= EXERCISE AIM =
Write down nothing except how many lines in the entries contain "blue".

(Phrase grounding data)
%%

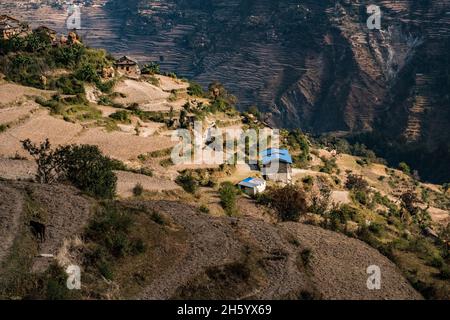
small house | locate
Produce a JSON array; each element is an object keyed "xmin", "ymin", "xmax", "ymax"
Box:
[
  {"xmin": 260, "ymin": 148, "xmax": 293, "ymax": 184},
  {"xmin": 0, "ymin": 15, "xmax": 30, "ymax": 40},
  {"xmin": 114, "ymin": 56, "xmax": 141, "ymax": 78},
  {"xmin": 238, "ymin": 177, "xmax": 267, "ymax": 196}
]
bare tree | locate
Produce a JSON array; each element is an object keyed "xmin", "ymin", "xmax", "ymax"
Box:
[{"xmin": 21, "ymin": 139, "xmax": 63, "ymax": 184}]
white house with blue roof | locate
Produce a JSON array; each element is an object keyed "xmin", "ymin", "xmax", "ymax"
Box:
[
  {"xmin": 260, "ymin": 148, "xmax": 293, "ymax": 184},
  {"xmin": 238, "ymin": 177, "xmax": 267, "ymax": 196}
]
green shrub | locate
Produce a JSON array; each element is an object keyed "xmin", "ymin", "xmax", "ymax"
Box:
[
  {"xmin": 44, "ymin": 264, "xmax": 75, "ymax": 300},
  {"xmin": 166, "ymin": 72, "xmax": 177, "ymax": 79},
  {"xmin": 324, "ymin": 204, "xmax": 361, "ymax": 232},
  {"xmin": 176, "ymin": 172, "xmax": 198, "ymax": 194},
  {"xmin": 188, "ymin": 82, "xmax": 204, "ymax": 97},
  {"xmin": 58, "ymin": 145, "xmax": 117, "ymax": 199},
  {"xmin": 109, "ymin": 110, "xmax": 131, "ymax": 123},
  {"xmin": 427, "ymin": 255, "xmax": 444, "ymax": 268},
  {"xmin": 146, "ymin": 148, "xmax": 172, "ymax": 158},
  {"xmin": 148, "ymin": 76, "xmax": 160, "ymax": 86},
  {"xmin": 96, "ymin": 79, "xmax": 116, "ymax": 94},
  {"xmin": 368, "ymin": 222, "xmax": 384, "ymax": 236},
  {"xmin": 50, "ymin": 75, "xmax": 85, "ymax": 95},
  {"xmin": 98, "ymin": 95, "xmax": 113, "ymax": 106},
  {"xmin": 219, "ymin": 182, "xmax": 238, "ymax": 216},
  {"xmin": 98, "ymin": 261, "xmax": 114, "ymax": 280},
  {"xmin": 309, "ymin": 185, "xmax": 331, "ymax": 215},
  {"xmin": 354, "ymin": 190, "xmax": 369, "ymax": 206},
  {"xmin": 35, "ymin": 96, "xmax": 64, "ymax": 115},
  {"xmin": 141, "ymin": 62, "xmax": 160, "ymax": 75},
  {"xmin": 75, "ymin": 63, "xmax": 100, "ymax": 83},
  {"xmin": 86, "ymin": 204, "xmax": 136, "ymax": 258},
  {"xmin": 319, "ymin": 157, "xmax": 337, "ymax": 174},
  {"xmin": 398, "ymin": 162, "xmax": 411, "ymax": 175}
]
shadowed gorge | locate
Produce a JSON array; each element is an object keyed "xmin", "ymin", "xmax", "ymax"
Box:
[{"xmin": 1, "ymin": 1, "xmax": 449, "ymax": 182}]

%%
%%

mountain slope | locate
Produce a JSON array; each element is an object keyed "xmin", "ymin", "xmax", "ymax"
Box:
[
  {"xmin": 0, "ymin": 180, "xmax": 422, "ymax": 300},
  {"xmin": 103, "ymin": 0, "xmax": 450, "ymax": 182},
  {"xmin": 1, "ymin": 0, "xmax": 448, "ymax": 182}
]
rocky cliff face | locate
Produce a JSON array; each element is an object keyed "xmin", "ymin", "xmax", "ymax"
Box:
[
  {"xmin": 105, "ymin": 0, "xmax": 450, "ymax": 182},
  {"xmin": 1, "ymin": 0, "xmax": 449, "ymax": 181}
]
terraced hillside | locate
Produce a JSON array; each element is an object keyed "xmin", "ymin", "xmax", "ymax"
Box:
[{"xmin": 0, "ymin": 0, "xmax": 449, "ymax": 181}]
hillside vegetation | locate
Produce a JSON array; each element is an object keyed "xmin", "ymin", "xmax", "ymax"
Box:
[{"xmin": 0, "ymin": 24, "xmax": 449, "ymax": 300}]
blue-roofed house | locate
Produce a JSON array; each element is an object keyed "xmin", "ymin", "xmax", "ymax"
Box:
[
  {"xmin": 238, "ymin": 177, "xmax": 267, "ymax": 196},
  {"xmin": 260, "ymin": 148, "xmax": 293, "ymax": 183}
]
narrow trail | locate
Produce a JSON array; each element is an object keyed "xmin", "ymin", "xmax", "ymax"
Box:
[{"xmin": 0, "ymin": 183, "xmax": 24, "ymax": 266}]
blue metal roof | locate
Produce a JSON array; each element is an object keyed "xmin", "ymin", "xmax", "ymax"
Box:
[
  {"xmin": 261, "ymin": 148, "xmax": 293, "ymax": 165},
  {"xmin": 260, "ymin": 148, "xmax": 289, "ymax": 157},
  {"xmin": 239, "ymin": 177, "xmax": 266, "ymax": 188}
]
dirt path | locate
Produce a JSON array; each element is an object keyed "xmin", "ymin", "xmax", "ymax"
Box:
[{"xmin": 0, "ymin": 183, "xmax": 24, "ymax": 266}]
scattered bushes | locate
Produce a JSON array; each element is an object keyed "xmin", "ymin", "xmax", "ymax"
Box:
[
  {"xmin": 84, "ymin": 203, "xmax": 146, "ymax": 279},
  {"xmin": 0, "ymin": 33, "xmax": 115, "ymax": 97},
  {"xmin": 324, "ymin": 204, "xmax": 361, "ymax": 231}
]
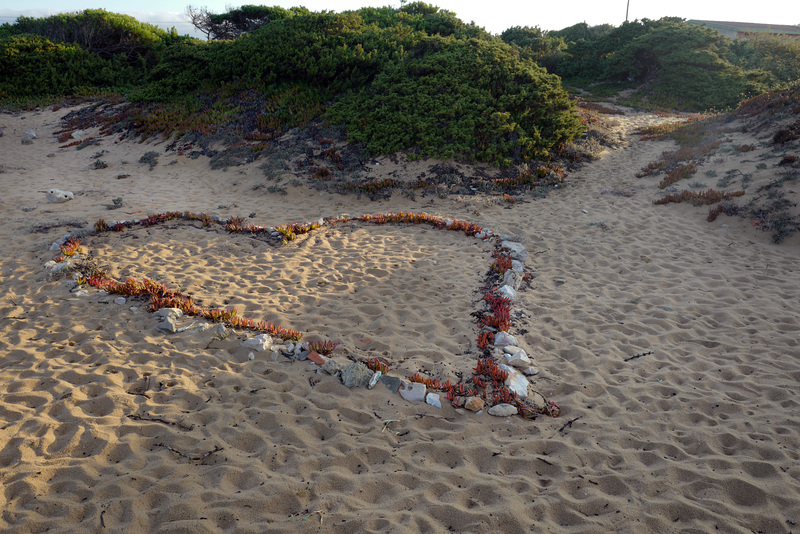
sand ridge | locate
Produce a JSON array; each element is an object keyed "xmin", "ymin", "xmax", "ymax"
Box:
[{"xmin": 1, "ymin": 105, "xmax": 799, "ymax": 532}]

%%
%%

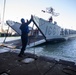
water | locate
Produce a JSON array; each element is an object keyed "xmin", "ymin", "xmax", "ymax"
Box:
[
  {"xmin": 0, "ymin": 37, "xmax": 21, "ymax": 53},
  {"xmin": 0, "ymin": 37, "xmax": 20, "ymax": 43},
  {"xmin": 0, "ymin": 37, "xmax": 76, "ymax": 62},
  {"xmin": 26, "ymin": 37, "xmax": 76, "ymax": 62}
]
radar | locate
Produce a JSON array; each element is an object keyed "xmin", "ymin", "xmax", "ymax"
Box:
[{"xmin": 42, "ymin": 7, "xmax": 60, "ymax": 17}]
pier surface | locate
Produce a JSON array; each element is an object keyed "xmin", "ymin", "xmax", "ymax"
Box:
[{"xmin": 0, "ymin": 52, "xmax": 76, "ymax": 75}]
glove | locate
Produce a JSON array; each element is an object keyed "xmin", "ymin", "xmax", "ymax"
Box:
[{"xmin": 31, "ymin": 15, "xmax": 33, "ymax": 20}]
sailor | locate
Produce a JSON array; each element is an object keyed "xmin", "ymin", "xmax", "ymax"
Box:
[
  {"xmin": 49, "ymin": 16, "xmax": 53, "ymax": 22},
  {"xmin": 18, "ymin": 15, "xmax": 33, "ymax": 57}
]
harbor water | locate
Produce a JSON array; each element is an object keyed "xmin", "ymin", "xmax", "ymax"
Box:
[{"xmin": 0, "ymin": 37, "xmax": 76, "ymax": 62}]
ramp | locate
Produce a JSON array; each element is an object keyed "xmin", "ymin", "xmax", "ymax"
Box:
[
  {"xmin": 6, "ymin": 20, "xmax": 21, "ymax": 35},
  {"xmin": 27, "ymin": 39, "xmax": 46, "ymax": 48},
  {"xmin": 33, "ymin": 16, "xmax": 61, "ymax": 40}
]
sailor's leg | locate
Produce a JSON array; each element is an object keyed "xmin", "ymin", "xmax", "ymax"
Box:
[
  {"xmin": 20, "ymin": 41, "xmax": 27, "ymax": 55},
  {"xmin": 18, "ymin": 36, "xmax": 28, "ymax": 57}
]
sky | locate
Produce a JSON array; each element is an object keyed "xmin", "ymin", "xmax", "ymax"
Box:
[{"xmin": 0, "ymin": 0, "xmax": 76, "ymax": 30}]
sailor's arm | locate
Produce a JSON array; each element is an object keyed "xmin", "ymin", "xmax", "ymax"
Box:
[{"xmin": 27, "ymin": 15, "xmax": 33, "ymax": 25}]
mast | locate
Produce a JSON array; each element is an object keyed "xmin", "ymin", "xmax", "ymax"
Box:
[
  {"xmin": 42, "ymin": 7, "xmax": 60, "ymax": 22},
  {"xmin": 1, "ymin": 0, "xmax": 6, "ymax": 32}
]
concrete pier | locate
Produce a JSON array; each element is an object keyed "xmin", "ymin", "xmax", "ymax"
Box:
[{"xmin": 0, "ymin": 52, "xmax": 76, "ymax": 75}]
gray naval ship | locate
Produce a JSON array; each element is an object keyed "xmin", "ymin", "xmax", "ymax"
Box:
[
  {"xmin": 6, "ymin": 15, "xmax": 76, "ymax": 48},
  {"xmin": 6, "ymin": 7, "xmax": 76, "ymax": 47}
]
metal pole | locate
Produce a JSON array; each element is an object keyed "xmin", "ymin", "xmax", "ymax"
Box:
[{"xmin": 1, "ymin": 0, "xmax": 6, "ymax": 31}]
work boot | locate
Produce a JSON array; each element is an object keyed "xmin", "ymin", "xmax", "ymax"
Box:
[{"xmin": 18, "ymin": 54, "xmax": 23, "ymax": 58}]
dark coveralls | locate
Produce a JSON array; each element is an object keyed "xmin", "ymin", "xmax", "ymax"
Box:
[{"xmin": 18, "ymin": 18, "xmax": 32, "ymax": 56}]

%%

= SOLUTION TO THIS PROBLEM =
3